▶ **Aim of the exercise**
Could you write out the records below exactly as they appear, leaving out any pictures?

(Stored items from a collection)

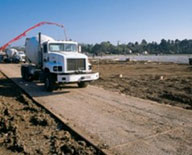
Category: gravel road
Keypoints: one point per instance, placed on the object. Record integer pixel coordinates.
(118, 123)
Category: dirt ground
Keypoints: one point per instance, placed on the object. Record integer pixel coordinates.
(26, 128)
(167, 83)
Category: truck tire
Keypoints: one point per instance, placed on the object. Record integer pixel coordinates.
(83, 84)
(25, 74)
(50, 82)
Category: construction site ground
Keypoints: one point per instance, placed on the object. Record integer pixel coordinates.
(117, 123)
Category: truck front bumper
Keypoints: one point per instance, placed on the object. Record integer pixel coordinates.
(72, 78)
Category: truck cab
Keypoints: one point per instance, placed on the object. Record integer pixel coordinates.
(60, 62)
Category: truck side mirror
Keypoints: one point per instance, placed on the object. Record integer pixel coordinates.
(79, 48)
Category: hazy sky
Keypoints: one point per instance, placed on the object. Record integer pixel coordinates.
(93, 21)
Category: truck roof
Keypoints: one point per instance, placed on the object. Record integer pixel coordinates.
(62, 41)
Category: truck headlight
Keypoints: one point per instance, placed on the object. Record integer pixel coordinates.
(57, 68)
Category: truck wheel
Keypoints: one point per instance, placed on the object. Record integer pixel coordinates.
(25, 74)
(83, 84)
(49, 82)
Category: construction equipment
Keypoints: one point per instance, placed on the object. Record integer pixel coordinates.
(56, 62)
(12, 55)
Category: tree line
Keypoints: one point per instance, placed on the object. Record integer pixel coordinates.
(164, 47)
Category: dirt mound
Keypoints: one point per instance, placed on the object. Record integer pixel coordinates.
(167, 83)
(26, 128)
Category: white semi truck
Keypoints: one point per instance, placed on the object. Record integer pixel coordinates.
(56, 62)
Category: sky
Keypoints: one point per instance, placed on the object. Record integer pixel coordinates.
(94, 21)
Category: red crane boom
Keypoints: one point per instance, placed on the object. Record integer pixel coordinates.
(29, 29)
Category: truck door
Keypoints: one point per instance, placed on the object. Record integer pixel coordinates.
(45, 53)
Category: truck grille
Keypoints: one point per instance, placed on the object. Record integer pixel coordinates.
(76, 64)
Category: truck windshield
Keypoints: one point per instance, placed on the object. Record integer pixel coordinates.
(62, 47)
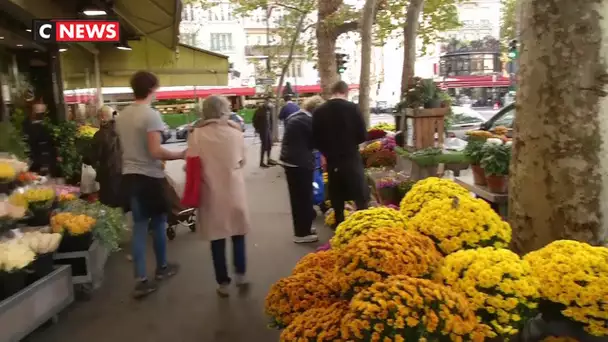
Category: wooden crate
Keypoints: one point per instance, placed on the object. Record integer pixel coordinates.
(33, 306)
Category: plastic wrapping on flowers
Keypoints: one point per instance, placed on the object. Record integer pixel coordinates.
(364, 221)
(497, 283)
(461, 222)
(322, 324)
(429, 189)
(381, 253)
(322, 260)
(409, 309)
(574, 278)
(291, 296)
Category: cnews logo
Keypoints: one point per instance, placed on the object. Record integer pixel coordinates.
(51, 31)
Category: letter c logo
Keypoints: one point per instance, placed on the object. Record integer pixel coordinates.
(43, 31)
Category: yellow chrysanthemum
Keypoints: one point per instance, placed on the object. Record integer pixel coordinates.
(318, 325)
(403, 307)
(574, 277)
(497, 283)
(291, 296)
(429, 189)
(323, 260)
(385, 252)
(461, 223)
(363, 221)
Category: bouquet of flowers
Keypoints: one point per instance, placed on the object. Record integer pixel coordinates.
(498, 284)
(323, 260)
(574, 278)
(385, 252)
(291, 296)
(461, 222)
(364, 221)
(375, 133)
(322, 324)
(409, 309)
(429, 189)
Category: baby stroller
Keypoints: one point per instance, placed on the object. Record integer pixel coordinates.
(318, 185)
(178, 215)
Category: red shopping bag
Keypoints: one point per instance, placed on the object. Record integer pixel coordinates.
(194, 169)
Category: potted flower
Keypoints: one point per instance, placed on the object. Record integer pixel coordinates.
(77, 231)
(14, 261)
(495, 163)
(7, 177)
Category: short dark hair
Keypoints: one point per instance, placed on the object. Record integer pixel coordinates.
(340, 87)
(143, 84)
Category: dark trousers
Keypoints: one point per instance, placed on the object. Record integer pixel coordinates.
(299, 183)
(218, 253)
(347, 182)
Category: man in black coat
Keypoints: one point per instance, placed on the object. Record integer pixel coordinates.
(262, 123)
(298, 160)
(338, 130)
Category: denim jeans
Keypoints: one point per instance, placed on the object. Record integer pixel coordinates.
(218, 253)
(142, 221)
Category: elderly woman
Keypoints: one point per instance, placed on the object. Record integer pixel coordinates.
(223, 211)
(298, 160)
(105, 156)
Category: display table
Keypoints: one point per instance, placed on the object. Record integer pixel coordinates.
(28, 309)
(498, 201)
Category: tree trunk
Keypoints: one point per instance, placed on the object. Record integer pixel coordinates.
(326, 61)
(367, 21)
(292, 46)
(559, 171)
(409, 42)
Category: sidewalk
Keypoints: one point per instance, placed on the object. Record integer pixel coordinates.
(186, 308)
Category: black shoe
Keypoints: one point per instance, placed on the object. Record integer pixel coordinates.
(167, 272)
(144, 288)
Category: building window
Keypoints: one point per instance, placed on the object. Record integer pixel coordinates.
(221, 41)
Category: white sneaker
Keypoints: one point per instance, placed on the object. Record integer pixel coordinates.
(306, 239)
(223, 291)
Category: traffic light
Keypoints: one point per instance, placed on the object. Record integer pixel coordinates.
(513, 53)
(341, 60)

▶ **Output of the task**
Category: gravel road
Keypoints: one point per instance, placed on the object. Record integer pixel coordinates.
(118, 123)
Category: dirt ground
Keypoints: one point per instance, placed on the object. Record integer pixel coordinates.
(26, 128)
(167, 83)
Category: truck tire
Keypoints: one point per instance, placed on the object. Record integer pixel coordinates.
(83, 84)
(25, 74)
(50, 82)
Category: construction site ground
Keypoints: one point per instance, placed on the object. Record integer pixel coordinates.
(117, 123)
Category: truck front bumper
Keypoints: one point per instance, placed on the object. Record integer pixel coordinates.
(72, 78)
Category: truck cab
Keypoints: one point per instance, placed on the object. Record integer pixel coordinates.
(60, 62)
Category: truck side mirror
Keypoints: one point per instance, placed on the object. Record integer pixel coordinates.
(79, 48)
Category: hazy sky
Keypoints: one point per instance, placed on the object. Record integer pixel coordinates.
(93, 21)
Category: truck roof
Keypoints: one point per instance, placed on the object. Record integer pixel coordinates.
(62, 41)
Category: truck headlight
Keypoints: one point per instance, placed on the object. Record integer pixel coordinates.
(57, 68)
Category: truck wheel
Keypoints: one point per instance, placed on the object. Record integer pixel coordinates.
(25, 74)
(83, 84)
(49, 82)
Category: construction equipment
Keypoints: one point per instance, placed on the object. Record integer pixel coordinates.
(56, 62)
(12, 55)
Category: tree line
Keypoints: one point per instance, placed on the object. Record integer pixel coordinates.
(164, 47)
Category: dirt mound
Keypoints: one point per instance, placed on the object. Record integer pixel coordinates.
(167, 83)
(26, 128)
Category: white semi truck
Keypoints: one point per instance, placed on the object. Record integer pixel coordinates.
(56, 62)
Category: sky
Keypoints: one point per instance, placed on the object. Record integer pixel coordinates.
(94, 21)
Category: red crane boom
Keypoints: one point per instance, placed on the object. Record integer pixel coordinates.
(29, 29)
Category: truck door
Keypoints: one point per instance, placed on the object. Record integer pixel coordinates.
(45, 53)
Category: truck grille
Keypoints: one point per instance, placed on the object. Record integer pixel coordinates.
(76, 64)
Category: truck windshield
Keypoints: one point per instance, placed on the object. Record integer pixel coordinates.
(62, 47)
Category: wooden crate
Keypoints: one point per instance, placed on the object. Record integer pixel coordinates.
(33, 306)
Category: plastic wrapping on flowers
Keypoints: one point per instance, placed on the object. Record integer pixel coordinates.
(364, 221)
(497, 283)
(461, 222)
(322, 324)
(429, 189)
(381, 253)
(322, 260)
(409, 309)
(574, 278)
(291, 296)
Category: cnews logo
Keypoints: one point per instance, placed on the object. Record integer pixel coordinates.
(51, 31)
Category: letter c logo
Keypoints: one point per instance, placed on the object. Record integer pixel coordinates.
(43, 31)
Category: yellow chrysanthemum
Keypoints: one point per instance, placed on the object. Record integer pixel coordinates.
(318, 325)
(403, 307)
(574, 277)
(497, 283)
(291, 296)
(429, 189)
(323, 260)
(385, 252)
(461, 223)
(363, 221)
Category: bouquet of flowers
Keypoints: one point per instance, placed on the object. Record integer pixel coordinates.
(498, 284)
(323, 260)
(574, 278)
(385, 252)
(291, 296)
(461, 222)
(364, 221)
(375, 133)
(322, 324)
(409, 309)
(429, 189)
Category: baby stroller
Keypoints: one point per instance, placed on the object. Record integer pixel coordinates.
(318, 185)
(178, 215)
Category: red shopping bag
Keypoints: one point per instance, placed on the object. Record integer pixel coordinates.
(194, 169)
Category: potted flower
Keypoints: one point per instance, placed on the object. Record integer pixel coordinates.
(77, 231)
(14, 261)
(495, 163)
(7, 177)
Category: short dark hair
Keypoints: one point per instance, placed on the object. Record integer pixel coordinates.
(340, 87)
(143, 84)
Category: dark trousers
Keypoints: one point per instance, placed on the object. Record integer pixel coordinates.
(299, 183)
(218, 253)
(347, 182)
Category: man in black coat
Keypoints: one point per instance, placed on the object. Record integer pixel coordinates.
(262, 123)
(298, 160)
(338, 130)
Category: denim jeans
Keypoints: one point per instance, placed on the object. Record integer pixel coordinates.
(218, 253)
(142, 221)
Category: elderly woman
Keypoints: one point per instance, placed on the object. Record integer pixel coordinates.
(223, 211)
(298, 160)
(105, 156)
Category: display table
Keypoints: one point per instance, placed on the object. Record integer pixel coordinates.
(28, 309)
(498, 201)
Category: tree trunk
Keypoints: one point per instance, placed on the object. Record integer pixel coordinates.
(326, 61)
(367, 21)
(292, 46)
(559, 171)
(409, 42)
Category: sidewalk
Keypoints: one point per instance, placed on the object. Record integer pixel coordinates.
(186, 308)
Category: black shoe
Keypoints: one point per instance, placed on the object. Record integer pixel coordinates.
(167, 272)
(144, 288)
Category: building window
Keypoints: one point per instance, placed on the object. Record integer pixel coordinates.
(221, 41)
Category: white sneaker
Keypoints: one point per instance, placed on the object. Record integer pixel coordinates.
(306, 239)
(223, 291)
Category: traffic light
Keypoints: one point per instance, placed on the object. Record integer pixel coordinates.
(513, 53)
(341, 60)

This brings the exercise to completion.